* [Directions]:
1. Answer these questions using the editorial on Sen. Berger and the governor's plan:
(a) How many voters chose to put Roy Cooper in charge?
(b) On what street is Berger's corner office located?
(c) Who pays for Berger's living expenses?
2. Reproduce the editorial on Sen. Berger and the governor's plan verbatim between "Editorial: Sen. Berger" and "of the way.", inclusive.

* [Supplied passage]:
#####

Editorial: Sen. Berger should back the governor's plan
Monday, May 18, 2020 -- North Carolina needs just one person in charge. Voters made a clear choice with more than 2.3 million voting to put Roy Cooper in charge. He is North Carolina's CEO. It is past time for Sen. Phil Berger to support the governor's plan confronting the COVID-19 pandemic and help make it successful. If not, just get out of the way.
Posted — UpdatedHe’s got a fancy corner office on Jones Street in downtown Raleigh. He has a vast staff ready to leap to his every want and need. The government – and campaign contributors – pay for his living expenses. Reporters are at the ready to record and disseminate his every utterance. He can order millions in state spending.
With all those trappings, and more, we can understand why state Sen. Phil Berger is acting like North Carolina’s governor. But he isn’t. We have a governor and it is Roy Cooper.

#####

* [Records provided]:

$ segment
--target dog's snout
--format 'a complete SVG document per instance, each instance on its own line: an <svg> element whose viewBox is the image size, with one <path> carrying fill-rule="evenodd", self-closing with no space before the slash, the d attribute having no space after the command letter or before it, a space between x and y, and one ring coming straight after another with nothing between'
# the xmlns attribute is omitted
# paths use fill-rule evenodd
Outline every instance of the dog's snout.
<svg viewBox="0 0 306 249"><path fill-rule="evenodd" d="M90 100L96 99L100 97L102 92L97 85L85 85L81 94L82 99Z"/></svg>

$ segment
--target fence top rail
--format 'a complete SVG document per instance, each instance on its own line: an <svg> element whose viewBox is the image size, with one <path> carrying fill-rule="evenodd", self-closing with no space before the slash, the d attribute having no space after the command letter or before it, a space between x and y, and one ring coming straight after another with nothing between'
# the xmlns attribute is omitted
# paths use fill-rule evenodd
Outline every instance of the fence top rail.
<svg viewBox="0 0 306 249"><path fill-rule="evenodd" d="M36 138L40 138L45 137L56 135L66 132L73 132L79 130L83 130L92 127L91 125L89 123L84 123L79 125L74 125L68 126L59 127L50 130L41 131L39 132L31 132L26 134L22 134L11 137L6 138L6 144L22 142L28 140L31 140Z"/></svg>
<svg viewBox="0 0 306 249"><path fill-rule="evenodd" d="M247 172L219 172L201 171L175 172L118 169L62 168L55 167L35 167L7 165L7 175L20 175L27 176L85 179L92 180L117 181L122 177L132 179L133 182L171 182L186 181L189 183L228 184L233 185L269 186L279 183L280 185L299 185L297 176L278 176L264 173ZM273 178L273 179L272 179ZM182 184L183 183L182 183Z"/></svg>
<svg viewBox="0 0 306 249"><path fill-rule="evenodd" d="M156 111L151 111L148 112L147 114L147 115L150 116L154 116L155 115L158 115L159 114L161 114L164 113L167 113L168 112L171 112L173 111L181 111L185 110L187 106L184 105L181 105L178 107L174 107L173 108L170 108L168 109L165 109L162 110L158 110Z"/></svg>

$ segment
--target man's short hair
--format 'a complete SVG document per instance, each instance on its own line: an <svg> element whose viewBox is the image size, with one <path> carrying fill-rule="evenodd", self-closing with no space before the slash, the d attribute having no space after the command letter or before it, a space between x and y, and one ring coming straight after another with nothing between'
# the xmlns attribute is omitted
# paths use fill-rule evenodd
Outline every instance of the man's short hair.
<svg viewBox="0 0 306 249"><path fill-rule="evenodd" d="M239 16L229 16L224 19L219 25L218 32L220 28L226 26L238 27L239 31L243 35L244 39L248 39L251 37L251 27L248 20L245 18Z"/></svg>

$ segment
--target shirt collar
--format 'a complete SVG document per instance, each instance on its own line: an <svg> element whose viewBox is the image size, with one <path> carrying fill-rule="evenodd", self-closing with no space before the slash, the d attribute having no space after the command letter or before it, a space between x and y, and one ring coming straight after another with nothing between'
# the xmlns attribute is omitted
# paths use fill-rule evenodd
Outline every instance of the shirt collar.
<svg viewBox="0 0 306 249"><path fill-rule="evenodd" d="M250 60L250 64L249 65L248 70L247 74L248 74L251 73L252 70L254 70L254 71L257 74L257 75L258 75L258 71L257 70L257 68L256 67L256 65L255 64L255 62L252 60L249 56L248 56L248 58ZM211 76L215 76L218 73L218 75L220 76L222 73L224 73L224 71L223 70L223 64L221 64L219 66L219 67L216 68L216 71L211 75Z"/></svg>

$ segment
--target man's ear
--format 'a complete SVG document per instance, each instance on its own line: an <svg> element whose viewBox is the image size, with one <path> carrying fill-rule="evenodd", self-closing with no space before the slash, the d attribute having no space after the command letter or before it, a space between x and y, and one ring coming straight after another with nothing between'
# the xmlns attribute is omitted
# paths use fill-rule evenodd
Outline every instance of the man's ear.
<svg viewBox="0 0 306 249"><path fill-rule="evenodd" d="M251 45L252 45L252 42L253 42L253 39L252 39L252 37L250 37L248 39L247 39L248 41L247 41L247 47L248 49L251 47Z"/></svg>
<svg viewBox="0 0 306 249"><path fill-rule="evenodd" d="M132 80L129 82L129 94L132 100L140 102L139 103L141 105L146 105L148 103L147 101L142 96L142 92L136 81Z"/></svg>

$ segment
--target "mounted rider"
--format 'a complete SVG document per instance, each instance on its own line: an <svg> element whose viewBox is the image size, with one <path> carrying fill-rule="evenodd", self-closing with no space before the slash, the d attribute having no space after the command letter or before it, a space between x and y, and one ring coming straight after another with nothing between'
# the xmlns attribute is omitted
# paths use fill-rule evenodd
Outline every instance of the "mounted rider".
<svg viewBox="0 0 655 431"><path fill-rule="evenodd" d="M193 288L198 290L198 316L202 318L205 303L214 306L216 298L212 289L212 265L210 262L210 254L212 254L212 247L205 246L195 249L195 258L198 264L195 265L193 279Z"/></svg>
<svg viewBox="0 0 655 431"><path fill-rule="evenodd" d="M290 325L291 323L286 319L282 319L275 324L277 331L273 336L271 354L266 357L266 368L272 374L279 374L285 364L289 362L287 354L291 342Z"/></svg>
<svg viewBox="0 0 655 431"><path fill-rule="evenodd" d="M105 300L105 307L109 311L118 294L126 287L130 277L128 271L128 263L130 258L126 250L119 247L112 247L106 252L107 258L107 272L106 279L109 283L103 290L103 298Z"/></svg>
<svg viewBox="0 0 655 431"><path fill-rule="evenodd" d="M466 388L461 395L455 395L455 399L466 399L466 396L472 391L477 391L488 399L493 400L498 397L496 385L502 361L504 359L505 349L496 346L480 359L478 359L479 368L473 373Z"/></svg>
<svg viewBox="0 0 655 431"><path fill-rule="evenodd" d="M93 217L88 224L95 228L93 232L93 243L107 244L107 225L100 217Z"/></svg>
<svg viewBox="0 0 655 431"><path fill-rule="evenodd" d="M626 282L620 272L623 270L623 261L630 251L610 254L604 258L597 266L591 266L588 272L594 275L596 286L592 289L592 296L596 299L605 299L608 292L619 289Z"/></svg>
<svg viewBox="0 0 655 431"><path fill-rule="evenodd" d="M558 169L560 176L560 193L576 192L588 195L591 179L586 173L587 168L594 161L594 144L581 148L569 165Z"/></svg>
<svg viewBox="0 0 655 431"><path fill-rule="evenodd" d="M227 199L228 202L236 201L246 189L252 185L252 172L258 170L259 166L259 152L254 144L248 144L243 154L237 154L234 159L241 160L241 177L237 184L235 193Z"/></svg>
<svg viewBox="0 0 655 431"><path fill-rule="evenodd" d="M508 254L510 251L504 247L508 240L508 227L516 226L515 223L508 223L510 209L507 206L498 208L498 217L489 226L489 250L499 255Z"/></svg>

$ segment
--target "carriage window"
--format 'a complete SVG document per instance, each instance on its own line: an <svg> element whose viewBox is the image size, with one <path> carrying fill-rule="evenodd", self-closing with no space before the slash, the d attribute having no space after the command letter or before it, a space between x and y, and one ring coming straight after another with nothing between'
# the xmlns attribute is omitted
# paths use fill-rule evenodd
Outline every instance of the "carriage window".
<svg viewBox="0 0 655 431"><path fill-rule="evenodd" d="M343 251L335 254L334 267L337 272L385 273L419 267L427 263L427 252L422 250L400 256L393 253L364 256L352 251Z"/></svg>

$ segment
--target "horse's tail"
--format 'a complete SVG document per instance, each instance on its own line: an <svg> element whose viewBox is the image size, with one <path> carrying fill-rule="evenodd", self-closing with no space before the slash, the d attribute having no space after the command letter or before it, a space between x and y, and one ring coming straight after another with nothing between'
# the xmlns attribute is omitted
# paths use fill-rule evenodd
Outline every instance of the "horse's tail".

#####

* [Per-task outputs]:
1.
(a) More than 2.3 million.
(b) Jones Street, in downtown Raleigh.
(c) The government and campaign contributors.

2.
Editorial: Sen. Berger should back the governor's plan
Monday, May 18, 2020 -- North Carolina needs just one person in charge. Voters made a clear choice with more than 2.3 million voting to put Roy Cooper in charge. He is North Carolina's CEO. It is past time for Sen. Phil Berger to support the governor's plan confronting the COVID-19 pandemic and help make it successful. If not, just get out of the way.